**SOURCE PASSAGE:**
However, I fear we might have to. We need money to fund our mission for a better web and the current situation may not last forever (maybe it will, and we can all live happily ever after, but I fear everything changes). Fortunately, I trust Mozilla better than anyone to ignore the incentive described above, I just wish we didn't have to ignore it.

7 comments:

Gavin Sharp said...

Not sure where you get "[new users will see the ads] at most nine times" from - they will see them potentially much more than that, depending on how much they use about:newtab and how quickly they accumulate history (i.e. bump out default tiles with new "most visited" ones).

"Google makes money with ads and we get money from Google so we're already all-in on advertising" seems like a straw man - I don't think anyone is seriously using that as rationale for why Directory Tiles are OK (and if they are, I agree that they're wrong).

The rest of your argument seems to depend on the assumption that Mozilla is not able to define boundaries about which incentives we let impact our behavior in which ways, and that seems overly pessimistic.

Nick Cameron. said...

Gavin, thanks for the comment:

I thought the current behaviour was that every page you view a page it replaces an empty tile, so unless a user visits the new tab page and then closes it again without visiting another page (or visits exactly the same page as previously visited), after nine views, all tiles will be filled. Of course I only use an empty profile every few months, so I'm probably wrong.

I have seen the argument raised, possibly (hopefully) not by Mozilla people. Even if it is a straw man, I think the point about incentivisation and indirection is still valid.

Like I said, I have more faith in Mozilla to do this than any other organisation. But over the long run, even the best intentions can give way to immediate, practical needs, especially where money is concerned. It seems to be human nature. I hope I am being too pessimistic.

cajbir said...

A Flattr-like system where you could set $X per month going towards your browsing and each site you visit gets rewarded with a percentage of that X based on the total sites visited could be an option. Currently Flattr is useful but not ubiquitous enough. You can just Flattr random sites and have them collect funds when they find out about it.

tom jones said...

first of all, i think ads are "a good thing", at least when done well. people often seek out and watch ads on their own (viral ads, apple ads), and they are the most popular part of the most popular show in the us (superball).

second, ads are democratic. limiting access to the whole sum of human knowledge only to those who can afford it is simply unfair and inhumane.

**REQUIRED ACTIONS:**
A: Decide whether each statement agrees with the passage about Mozilla and advertising, answering yes or no and quoting the words that settle it. (i) Gavin Sharp says new users may see the ads far more than nine times. (ii) Nick Cameron says he uses an empty profile every week. (iii) cajbir says Flattr is already used everywhere.
B: Return the passage about Mozilla and advertising from "I thought the" to "I'm probably wrong.", copied word for word.
C: Resume the passage about Mozilla and advertising after its final sentence and add a few more sentences.
The data items are separate material, unrelated to the passage about Mozilla and advertising.

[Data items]
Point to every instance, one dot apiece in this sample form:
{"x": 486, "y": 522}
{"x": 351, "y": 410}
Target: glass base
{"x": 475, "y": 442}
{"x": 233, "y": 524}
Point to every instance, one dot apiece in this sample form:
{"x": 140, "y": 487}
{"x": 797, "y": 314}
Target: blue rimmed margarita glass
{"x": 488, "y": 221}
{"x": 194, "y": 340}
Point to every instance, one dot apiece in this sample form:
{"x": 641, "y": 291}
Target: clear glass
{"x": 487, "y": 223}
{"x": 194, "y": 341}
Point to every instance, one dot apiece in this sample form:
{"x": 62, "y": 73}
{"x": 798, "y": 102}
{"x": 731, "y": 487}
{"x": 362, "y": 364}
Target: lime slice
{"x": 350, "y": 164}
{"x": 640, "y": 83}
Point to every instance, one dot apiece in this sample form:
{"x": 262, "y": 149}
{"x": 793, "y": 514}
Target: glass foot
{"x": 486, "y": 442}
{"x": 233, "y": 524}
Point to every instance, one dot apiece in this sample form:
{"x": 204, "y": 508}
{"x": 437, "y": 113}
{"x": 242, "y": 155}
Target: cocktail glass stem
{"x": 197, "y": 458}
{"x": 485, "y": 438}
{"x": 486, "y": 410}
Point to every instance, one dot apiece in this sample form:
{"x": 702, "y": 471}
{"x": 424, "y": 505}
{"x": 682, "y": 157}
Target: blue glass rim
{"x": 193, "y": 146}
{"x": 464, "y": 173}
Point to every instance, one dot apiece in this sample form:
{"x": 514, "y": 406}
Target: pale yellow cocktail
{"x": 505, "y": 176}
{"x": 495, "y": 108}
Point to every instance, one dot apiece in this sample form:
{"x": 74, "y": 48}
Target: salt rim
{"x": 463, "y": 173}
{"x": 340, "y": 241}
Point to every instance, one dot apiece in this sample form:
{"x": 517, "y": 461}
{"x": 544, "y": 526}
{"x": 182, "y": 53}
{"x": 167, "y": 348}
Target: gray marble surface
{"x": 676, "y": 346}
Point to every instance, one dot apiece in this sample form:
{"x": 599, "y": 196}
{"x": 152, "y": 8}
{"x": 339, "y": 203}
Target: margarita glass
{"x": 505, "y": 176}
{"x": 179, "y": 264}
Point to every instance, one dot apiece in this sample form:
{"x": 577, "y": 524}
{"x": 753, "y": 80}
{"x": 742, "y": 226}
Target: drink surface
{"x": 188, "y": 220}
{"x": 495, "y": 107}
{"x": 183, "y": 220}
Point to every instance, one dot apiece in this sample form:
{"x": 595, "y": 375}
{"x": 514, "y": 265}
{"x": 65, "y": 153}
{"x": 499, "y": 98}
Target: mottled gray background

**ANSWERS TO THE TASKS:**
A:
(i) Yes: "they will see them potentially much more than that"
(ii) No: "Of course I only use an empty profile every few months"
(iii) No: "Currently Flattr is useful but not ubiquitous enough."

B:
I thought the current behaviour was that every page you view a page it replaces an empty tile, so unless a user visits the new tab page and then closes it again without visiting another page (or visits exactly the same page as previously visited), after nine views, all tiles will be filled. Of course I only use an empty profile every few months, so I'm probably wrong.

C:
when presented in the right way, ads are often "information", or "content". think google adwords, or people who read fashion magazines partly for the ads..

and btw, this "newfound polution" you speak of is nothing new. check out this 110+ year old photo: http://i.imgur.com/Nh3CR.jpg


"I think the point about incentivisation and indirection is still valid."

i'm pretty sure google would pay us much more if we agreed to remove search engine choice from firefox. that would be a direct incentive to do worse (for our users), and get more money, but i doubt anyone at mozilla would even propose such a solution.

more ads does not necessarily mean more money. first of all, exclusivity is worth something, so we should be able to charge more for each ad spot when there are less of them on a page; and second, too much ads might annoy users, and less users gets us less total revenue. so your "direct incentive" argument is not so clear in my mind.

Ian Tommins (thelem) said...
This comment has been removed by the author.
Ian Tommins (thelem) said...

In many ways the search box itself is an ad, for Google search (where Google get their revenue from is largely irrelevant for this discussion). Presumably you don't consider it an ad because it is providing a useful service.

"with the current system, in order to maximise search traffic and thus income, we might tweak our design to make the search box more prominent or otherwise encourage more users to search via the search box"

That would be a good example of changing the application to suit the advertiser rather than the user. It's a difficult line, but Mozilla has stays well on the user-friendly side of it so far, and I trust them to continue that behaviour.